The pinball league's been good for many things, one of them being, it encourages us to walk around the neighborhood more, since the hipster bar with the pinball machines is too ridiculously close to drive unless there's compelling circumstance like rain or bitter cold. This means it's easier to notice things around the area. For example ...
Our neighborhood dates to the mid-to-late 20s, and that's the vintage of our house. So our neighborhood has had its sidewalks generally chewed up and replaced on about the normal pace for this sort of thing. The replacement sidewalk tiles, often, have the name of the paver and the date of paving embedded in them. In the blocks around us it looks like there were major waves of sidewalk repair in the 1950s and 1980s, with a handful of repairs being done in other decades. We can form a couple ideas why there should be so much repair in the 50s --- for one, the sidewalks would have been three decades old by then, and Lansing was at a relative economic peak then --- although why the 80s should have been so lush with repair budgets we don't know. We found a number of sidewalks repaired in 1988 but marked with a template that clearly said 1987, because an extra curl to turn the 7 into an 8 is added consistently in them.
And then we found a real anomaly: a faded, very old-looking tile whose text appears to read ``B F Churchill'' and ``19[?]8''. The [?] is very hard to make out, and badly worn, but it looks much more like a 0 than it does any other letter. The thing is, this is about two decades earlier than the oldest houses we're aware of. It's possible the city paved the sidewalks anticipating development, but, 1908 seems like an improbable year to build infrastructure on spec, what with the Panic of 1907 and all that.
Searching for information about B F Churchill brought us to a 1912 edition of what would become Michigan State University's newspaper, which lists a B F Churchill as drayman for the campus (he has ``purchased a new Cass auto truck for his Lansing-College trade, and plans to make the machine do the work of his five horses''). It's not unthinkable to go from local cement magnate to transportation in four years, but it feels like there's some pieces missing. We can't find another B F Churchill in the Lansing area, though, not without getting into serious archives.
There does seem to be one really old sidewalk tile in front of our house, but, we couldn't make out the date. It'd be great to think we have any sidewalk from the house's original construction there but we just don't have good evidence of it.
Trivia: Freelance newsreel photographers of the 1920s would typically earn between 50 cents and $2.00 per foot of footage; the average rate was about $1.25. Unusually rare or newsworthy footage could achieve as much as $100 a foot. Source: The American Newsreel, 1911 - 1967, Raymond Fielding.
Currently Reading: The President Is A Sick Man: How The Supposedly Virtuous Grover Cleveland Survives A Secret Surgery At Sea And Vilifies The Courageous Newspaperman Who Dared Expose The Truth, Matthew Algeo.

| WORK INSTRUCTION |
Translate this sentence from the sidewalk post into Spanish: "This means it's easier to notice things around the area." The lines after this stand on their own and are not part of the sidewalk post.

| PROVIDED MATERIAL |
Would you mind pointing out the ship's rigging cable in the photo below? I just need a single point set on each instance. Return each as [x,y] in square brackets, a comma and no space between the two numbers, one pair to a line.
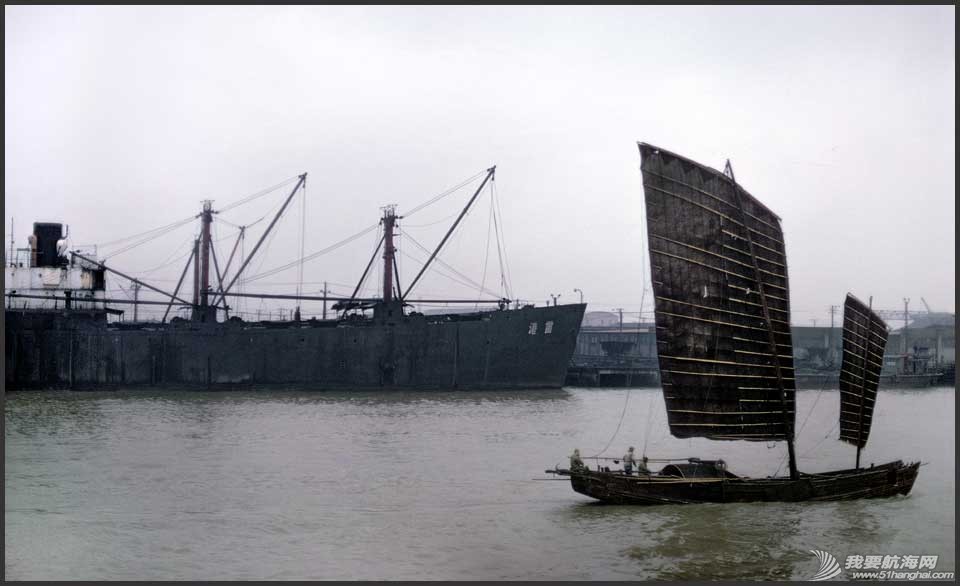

| ANSWER TO THIS TASK |
Esto significa que es más fácil notar cosas por la zona.